**Exercise goal**. From the data that follows, print exactly the lines starting at the one containing "Provide one point per instance of the office" and ending at the one containing "Provide one point per instance of the green foliage"; include both of them and nothing more.

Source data
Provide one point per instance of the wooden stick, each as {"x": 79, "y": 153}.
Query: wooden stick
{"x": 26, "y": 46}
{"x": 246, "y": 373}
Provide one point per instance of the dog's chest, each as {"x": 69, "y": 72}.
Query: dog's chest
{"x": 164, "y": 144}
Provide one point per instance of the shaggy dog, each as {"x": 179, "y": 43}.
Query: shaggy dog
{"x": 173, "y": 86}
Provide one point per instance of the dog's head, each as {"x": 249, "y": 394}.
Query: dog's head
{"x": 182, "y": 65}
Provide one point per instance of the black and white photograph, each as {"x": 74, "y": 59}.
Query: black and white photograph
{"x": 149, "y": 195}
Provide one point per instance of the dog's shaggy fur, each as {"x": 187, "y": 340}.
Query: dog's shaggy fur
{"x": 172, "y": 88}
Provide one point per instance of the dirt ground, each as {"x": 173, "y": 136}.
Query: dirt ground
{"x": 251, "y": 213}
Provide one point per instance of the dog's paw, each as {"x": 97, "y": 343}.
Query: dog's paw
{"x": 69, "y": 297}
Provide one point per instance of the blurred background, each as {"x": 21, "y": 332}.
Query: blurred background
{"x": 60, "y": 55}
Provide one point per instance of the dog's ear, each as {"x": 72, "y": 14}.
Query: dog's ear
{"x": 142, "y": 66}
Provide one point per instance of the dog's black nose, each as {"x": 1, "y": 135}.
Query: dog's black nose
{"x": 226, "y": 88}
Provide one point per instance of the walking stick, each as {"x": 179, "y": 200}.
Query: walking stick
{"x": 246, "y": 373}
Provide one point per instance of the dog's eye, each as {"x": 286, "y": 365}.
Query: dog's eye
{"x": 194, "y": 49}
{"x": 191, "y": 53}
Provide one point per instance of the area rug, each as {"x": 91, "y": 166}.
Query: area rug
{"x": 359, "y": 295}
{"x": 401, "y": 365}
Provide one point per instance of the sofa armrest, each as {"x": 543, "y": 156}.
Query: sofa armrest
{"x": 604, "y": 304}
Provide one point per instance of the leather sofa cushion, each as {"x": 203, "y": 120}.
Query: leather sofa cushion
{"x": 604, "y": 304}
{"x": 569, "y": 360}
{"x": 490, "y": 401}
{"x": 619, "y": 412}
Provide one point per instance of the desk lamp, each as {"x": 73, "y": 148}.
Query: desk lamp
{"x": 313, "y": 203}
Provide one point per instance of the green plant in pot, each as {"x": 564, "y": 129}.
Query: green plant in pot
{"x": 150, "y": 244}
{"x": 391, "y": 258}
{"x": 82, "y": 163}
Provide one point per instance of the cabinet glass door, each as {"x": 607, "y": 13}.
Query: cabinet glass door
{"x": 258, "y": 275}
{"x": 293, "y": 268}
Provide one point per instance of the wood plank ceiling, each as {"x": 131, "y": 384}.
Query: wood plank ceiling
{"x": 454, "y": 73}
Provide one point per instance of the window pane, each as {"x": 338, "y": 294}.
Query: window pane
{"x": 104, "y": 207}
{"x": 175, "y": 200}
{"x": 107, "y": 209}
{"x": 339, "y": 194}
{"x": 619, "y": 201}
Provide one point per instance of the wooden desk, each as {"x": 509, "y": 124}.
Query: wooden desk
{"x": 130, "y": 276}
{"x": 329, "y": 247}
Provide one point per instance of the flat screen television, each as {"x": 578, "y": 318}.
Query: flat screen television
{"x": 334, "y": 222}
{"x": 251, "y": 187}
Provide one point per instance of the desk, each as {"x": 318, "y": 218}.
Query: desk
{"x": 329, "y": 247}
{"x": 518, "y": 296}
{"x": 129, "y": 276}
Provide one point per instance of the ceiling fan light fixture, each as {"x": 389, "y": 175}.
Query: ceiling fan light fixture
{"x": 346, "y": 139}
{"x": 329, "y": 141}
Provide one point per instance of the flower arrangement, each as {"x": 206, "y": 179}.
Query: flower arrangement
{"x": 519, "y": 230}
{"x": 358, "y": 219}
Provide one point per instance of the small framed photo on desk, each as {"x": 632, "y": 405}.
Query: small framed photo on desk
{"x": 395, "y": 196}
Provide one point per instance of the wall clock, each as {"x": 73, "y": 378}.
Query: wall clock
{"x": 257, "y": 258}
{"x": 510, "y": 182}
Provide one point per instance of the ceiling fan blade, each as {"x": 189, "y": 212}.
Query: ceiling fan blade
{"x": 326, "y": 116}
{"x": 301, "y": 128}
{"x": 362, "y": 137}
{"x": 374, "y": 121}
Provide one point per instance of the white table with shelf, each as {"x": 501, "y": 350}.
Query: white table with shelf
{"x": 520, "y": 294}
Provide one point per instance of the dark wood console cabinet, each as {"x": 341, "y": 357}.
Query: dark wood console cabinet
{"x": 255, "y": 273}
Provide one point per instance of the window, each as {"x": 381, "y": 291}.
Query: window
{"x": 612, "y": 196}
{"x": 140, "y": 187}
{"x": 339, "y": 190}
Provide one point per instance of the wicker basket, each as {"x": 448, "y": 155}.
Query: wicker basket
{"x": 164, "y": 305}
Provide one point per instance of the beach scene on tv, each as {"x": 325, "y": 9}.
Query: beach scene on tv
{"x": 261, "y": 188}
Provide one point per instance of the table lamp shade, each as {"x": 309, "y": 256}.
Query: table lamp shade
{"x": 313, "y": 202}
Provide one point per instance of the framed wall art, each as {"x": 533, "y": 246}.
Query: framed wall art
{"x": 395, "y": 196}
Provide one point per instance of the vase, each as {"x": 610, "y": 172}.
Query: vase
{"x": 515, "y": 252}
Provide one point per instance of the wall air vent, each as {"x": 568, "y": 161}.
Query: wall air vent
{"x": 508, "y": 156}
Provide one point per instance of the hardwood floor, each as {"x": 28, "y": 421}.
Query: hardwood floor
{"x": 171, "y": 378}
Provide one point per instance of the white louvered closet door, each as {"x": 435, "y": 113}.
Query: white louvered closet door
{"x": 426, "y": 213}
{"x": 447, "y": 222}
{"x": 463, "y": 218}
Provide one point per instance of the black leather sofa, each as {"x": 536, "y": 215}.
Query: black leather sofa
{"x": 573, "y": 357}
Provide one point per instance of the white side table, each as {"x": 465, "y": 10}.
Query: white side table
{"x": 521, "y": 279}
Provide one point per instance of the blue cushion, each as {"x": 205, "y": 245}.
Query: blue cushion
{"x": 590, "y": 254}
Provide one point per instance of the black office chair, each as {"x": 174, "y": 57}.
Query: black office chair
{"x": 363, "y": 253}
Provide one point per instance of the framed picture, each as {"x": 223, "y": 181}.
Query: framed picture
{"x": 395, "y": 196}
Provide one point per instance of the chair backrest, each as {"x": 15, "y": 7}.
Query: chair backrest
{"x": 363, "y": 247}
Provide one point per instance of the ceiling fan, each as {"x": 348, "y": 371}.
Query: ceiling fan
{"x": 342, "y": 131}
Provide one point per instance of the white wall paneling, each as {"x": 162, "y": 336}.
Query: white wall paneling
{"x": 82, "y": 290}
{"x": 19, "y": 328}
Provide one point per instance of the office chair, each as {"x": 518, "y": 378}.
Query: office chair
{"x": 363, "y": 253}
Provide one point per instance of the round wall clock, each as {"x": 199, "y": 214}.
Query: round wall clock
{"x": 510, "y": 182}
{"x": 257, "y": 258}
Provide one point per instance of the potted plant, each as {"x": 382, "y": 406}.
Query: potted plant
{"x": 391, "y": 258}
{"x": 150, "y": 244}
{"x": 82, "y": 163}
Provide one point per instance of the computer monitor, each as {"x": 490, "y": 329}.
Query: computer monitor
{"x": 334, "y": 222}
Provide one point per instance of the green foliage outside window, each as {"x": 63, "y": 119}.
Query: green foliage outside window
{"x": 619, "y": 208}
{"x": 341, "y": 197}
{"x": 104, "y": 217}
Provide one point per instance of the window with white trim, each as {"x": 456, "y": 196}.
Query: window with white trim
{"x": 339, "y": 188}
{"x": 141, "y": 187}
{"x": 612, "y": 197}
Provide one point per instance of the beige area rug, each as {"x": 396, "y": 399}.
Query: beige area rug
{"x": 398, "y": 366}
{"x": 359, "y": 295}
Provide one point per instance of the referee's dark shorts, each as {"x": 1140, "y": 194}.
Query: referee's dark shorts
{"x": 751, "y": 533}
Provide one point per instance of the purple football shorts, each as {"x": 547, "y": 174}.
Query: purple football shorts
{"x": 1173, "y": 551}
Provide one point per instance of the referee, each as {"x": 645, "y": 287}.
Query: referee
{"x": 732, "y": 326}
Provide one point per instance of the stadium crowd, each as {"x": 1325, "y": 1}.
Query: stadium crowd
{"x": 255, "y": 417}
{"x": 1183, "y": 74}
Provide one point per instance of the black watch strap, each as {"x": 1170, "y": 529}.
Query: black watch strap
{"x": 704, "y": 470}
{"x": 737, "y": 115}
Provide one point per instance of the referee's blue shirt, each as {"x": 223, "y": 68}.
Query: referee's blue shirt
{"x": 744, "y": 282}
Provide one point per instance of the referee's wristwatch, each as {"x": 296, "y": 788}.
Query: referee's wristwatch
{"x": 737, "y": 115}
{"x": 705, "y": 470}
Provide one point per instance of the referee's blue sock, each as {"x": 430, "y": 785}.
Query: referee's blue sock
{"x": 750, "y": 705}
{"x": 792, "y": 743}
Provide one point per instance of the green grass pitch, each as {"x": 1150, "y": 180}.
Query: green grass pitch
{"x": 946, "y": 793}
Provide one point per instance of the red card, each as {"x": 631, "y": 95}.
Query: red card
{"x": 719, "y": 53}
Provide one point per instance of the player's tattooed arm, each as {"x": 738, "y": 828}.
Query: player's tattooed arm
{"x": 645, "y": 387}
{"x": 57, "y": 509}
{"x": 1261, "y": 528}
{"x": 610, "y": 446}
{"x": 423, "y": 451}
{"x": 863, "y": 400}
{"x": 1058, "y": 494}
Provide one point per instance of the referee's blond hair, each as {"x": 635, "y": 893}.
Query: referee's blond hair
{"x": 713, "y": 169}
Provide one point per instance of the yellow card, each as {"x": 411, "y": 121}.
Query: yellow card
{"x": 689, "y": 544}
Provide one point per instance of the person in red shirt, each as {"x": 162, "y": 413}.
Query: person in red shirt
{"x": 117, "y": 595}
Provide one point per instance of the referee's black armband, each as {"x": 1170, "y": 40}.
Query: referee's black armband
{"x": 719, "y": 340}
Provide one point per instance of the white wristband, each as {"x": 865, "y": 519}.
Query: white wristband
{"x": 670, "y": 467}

**Answer for the task**.
Provide one point per instance of the office chair, each as {"x": 518, "y": 378}.
Query: office chair
{"x": 363, "y": 253}
Provide one point per instance of the round wall clock, each as {"x": 199, "y": 214}.
Query: round wall clock
{"x": 510, "y": 182}
{"x": 257, "y": 258}
Provide one point per instance of the potted plant, each as {"x": 382, "y": 406}.
Query: potted plant
{"x": 391, "y": 258}
{"x": 150, "y": 244}
{"x": 82, "y": 163}
Provide one point per instance of the computer monitor, each as {"x": 490, "y": 329}.
Query: computer monitor
{"x": 334, "y": 222}
Provide one point per instance of the green foliage outside window, each as {"x": 63, "y": 119}.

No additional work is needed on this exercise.